## PROBLEM STATEMENT
Copy each of the following rows character for character, with no changes.

## GIVEN DATA
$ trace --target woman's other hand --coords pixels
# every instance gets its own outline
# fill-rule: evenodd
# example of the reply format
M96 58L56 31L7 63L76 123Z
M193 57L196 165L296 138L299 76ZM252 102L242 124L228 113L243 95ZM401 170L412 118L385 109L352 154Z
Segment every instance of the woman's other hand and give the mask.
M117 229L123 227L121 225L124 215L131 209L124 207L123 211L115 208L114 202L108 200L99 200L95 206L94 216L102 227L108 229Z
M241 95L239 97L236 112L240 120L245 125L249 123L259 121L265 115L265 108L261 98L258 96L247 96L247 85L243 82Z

## OUTPUT FOR THIS TASK
$ trace --target woman's other hand --coords pixels
# every instance gets its own outline
# fill-rule: evenodd
# example of the reply format
M96 58L56 31L7 63L76 123Z
M193 57L196 165L296 138L299 76ZM252 102L242 124L228 113L243 95ZM401 170L412 118L385 109L352 154Z
Segment every instance of the woman's other hand and give the mask.
M117 229L123 227L121 225L124 215L131 209L124 207L123 211L115 208L114 202L108 200L99 200L95 206L94 216L102 227L108 229Z
M241 95L239 97L236 112L240 120L245 125L249 123L259 121L265 115L265 108L261 98L258 96L247 96L247 85L243 82Z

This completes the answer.